WHAT YOU WILL DO:
1/ In the case excerpt, what gang moniker was the defendant known by?
2/ Reproduce the case excerpt word for word from "Defendant was a" to "for the shootings.".

* begin QUOTED PASSAGE *

Post  gautier228 on Thu Dec 25, 2008 2:38 pm


A. Independent Evidence

Defendant was a member of the Pomona Sur Olive street gang and was known by the gang moniker "Dopey." Pomona Sur Olive's main rivals were the 12th Street Sharkies, whose territory includes Washington Park, located at Grand Avenue between Towne and San Antonio Avenues in Pomona, California. One of defendant's gang associates, Jorge Hernandez (Jorge),*fn2 also known as "Sleepy," previously had been wounded in a drive-by shooting. Another member of Pomona Sur Olive had been killed in the same incident. Members of Pomona Sur Olive believed that 12th Street Sharkies were responsible for the shootings.

Leticia Gomez (Leticia) testified that, on Sunday, March 20, 2005, at approximately 11:00 a.m., her brother Daniel Gomez (Daniel) borrowed his father's black Honda Civic.*fn3 When Daniel left home, defendant was in the front passenger seat and Jorge was in the back seat. Leticia knew defendant as a friend of her brother.

At approximately 12:05 p.m., Carlos Lopez (Carlos) was in Washington Park with his friend Naftali Flores (Naftali). Carlos saw a black car similar to a Honda pull into the parking lot. Carlos then saw defendant, whom Carlos knew from school, holding a rifle. Defendant shot Naftali. Defendant got back into the black car, which backed straight out of the parking lot onto Grand Avenue, then drove away. Naftali died at the scene from a gunshot wound to his right side. A .22-caliber bullet was recovered from Naftali's body. The Pomona Police Department also recovered a single .22-caliber shell casing from the scene. A wall near where Naftali was shot was marked with 12th Street Sharkies gang graffiti and graffiti deprecating Pomona Sur Olive.

* end QUOTED PASSAGE *
* begin RAW DATA *

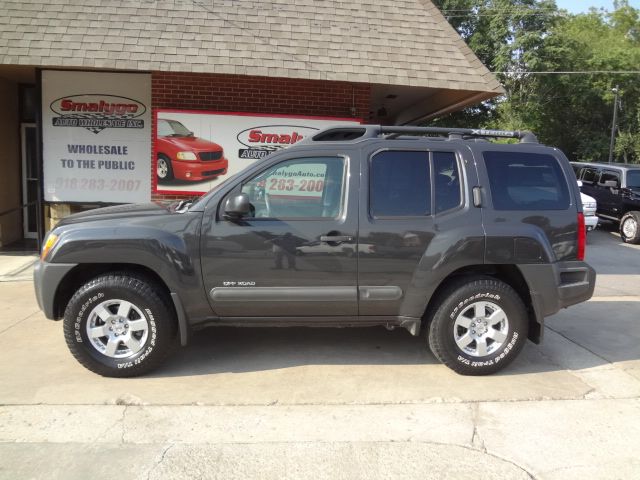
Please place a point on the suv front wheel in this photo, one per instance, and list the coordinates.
(118, 325)
(479, 326)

* end RAW DATA *

RESULTS FOR THE EXERCISE:
1/ "Dopey."

2/
Defendant was a member of the Pomona Sur Olive street gang and was known by the gang moniker "Dopey." Pomona Sur Olive's main rivals were the 12th Street Sharkies, whose territory includes Washington Park, located at Grand Avenue between Towne and San Antonio Avenues in Pomona, California. One of defendant's gang associates, Jorge Hernandez (Jorge),*fn2 also known as "Sleepy," previously had been wounded in a drive-by shooting. Another member of Pomona Sur Olive had been killed in the same incident. Members of Pomona Sur Olive believed that 12th Street Sharkies were responsible for the shootings.